§ Source passage
※ ※ ※

The McManus Galleries is one of Dundee's most beloved landmarks. After posing a question on Dundee Culture the other day on what , the majority of people said "McManus". To celebrate this cultural icon, Dundee Culture looks at eight cool facts that you might not know about the McManus!


It wasn't always called the McManus


The McManus didn't actually receive it's current name until 1984. Before then, the McManus we all know and love to this day was actually called The Albert Institute, which first opened in 1867, and was initially commissioned as a memorial for Prince Albert who had died six years before the institute opened.


It was designed by George Gilbert Scott


George Gilbert Scott was commissioned to design the then Albert Institute. George was a renowned expert in the restoration of medieval churches and a strong advocate for the Gothic architectural style.

※ ※ ※

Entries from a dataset

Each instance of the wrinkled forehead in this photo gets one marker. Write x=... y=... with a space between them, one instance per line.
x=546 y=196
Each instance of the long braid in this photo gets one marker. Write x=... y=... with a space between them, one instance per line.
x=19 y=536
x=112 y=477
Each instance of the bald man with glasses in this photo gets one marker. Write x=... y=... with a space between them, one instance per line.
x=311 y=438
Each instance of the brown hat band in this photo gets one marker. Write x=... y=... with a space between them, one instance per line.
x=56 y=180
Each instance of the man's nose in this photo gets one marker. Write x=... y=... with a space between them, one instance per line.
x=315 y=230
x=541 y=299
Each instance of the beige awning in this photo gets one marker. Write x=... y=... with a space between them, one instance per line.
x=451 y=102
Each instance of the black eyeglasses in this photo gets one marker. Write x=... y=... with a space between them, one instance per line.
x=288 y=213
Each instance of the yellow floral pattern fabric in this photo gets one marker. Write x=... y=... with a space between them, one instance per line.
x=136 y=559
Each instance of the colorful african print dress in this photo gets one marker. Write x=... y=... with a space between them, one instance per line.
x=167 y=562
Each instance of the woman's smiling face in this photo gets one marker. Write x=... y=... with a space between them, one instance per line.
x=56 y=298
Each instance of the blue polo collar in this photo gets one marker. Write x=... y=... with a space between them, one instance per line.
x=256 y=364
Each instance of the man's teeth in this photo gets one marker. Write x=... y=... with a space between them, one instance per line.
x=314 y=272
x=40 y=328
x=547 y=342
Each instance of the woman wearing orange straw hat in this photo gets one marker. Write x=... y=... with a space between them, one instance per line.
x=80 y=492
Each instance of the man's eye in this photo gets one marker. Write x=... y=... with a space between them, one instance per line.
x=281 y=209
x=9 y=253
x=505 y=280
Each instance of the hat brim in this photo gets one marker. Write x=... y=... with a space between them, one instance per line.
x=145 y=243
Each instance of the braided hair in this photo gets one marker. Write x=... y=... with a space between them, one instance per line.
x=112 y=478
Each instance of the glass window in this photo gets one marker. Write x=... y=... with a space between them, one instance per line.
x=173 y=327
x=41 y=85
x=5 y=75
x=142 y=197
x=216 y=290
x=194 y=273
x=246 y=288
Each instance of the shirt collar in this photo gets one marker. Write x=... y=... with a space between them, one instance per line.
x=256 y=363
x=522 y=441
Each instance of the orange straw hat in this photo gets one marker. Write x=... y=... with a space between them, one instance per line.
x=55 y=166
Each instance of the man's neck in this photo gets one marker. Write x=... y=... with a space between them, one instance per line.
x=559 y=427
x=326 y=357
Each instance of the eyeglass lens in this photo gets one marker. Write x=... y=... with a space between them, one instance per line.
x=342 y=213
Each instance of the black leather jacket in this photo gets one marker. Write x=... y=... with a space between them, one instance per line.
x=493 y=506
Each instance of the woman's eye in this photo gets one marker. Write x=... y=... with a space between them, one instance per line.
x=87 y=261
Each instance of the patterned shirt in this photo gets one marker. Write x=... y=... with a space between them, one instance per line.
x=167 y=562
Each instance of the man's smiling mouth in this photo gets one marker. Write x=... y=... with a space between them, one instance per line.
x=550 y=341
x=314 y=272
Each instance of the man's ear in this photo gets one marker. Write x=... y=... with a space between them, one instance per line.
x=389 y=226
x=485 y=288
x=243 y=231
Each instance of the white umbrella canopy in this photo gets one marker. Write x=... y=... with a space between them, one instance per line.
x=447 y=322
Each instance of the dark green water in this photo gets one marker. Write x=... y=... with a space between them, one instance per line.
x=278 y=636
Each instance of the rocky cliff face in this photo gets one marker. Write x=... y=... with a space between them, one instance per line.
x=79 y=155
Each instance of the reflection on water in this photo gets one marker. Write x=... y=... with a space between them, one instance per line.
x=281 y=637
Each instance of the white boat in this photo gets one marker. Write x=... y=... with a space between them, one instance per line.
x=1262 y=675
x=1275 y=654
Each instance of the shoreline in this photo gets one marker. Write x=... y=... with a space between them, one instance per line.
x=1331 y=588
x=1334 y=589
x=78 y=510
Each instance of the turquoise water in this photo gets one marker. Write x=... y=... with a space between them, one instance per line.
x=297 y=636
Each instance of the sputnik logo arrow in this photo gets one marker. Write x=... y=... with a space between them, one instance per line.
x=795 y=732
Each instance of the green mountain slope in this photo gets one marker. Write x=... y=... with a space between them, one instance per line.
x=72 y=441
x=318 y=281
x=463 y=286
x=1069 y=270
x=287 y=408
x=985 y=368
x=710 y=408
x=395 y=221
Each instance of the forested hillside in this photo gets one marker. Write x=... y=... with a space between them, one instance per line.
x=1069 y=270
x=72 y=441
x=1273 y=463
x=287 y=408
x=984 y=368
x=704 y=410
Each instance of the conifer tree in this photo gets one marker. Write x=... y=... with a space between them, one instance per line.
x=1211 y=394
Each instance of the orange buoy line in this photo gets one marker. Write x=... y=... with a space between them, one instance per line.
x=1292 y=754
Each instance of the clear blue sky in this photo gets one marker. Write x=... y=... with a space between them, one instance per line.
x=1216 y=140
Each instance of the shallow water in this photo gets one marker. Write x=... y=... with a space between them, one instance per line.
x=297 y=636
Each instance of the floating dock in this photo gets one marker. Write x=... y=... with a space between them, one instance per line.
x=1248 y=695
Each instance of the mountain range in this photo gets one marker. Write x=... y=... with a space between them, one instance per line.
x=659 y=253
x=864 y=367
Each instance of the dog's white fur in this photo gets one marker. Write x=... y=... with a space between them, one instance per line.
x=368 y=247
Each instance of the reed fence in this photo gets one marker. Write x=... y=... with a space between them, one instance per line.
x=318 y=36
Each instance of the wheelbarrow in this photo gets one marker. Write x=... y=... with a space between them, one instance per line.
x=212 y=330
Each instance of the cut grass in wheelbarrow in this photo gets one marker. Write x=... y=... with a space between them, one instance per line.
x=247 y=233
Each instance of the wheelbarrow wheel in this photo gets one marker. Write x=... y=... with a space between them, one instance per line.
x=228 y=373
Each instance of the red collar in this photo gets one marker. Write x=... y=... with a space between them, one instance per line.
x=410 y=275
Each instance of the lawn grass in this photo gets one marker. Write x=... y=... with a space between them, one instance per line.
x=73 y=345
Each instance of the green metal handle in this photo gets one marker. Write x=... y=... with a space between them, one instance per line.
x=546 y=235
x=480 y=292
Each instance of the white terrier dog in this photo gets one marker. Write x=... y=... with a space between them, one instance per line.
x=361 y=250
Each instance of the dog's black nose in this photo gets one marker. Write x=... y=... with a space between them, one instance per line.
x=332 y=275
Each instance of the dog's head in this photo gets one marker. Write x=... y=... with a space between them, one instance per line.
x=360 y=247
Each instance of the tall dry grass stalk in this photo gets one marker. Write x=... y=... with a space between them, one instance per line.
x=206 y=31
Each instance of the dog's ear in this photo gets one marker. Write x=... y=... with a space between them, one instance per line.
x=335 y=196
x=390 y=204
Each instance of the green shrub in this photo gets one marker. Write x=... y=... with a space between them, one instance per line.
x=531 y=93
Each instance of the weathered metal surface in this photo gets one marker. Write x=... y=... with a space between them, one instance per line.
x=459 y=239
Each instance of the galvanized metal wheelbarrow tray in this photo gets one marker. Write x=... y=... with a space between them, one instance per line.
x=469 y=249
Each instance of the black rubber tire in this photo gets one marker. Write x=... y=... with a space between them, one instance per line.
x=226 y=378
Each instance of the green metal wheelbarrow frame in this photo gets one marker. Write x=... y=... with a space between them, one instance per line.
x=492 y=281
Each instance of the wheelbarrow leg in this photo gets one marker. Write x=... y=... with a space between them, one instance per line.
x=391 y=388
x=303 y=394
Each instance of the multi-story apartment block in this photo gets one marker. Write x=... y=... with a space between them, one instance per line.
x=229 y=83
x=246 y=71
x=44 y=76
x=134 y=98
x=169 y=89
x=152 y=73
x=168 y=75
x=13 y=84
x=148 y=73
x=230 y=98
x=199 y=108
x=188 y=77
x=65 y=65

※ ※ ※

§ Set tasks
1. In the passage about the McManus, what was the building called before it received its current name?
2. Quote the passage about the McManus between "The McManus didn't" and "Gothic architectural style.", inclusive.
The entries are material separate from the McManus passage.

§ Outputs in order
1. The Albert Institute.

2.
The McManus didn't actually receive it's current name until 1984. Before then, the McManus we all know and love to this day was actually called The Albert Institute, which first opened in 1867, and was initially commissioned as a memorial for Prince Albert who had died six years before the institute opened.


It was designed by George Gilbert Scott


George Gilbert Scott was commissioned to design the then Albert Institute. George was a renowned expert in the restoration of medieval churches and a strong advocate for the Gothic architectural style.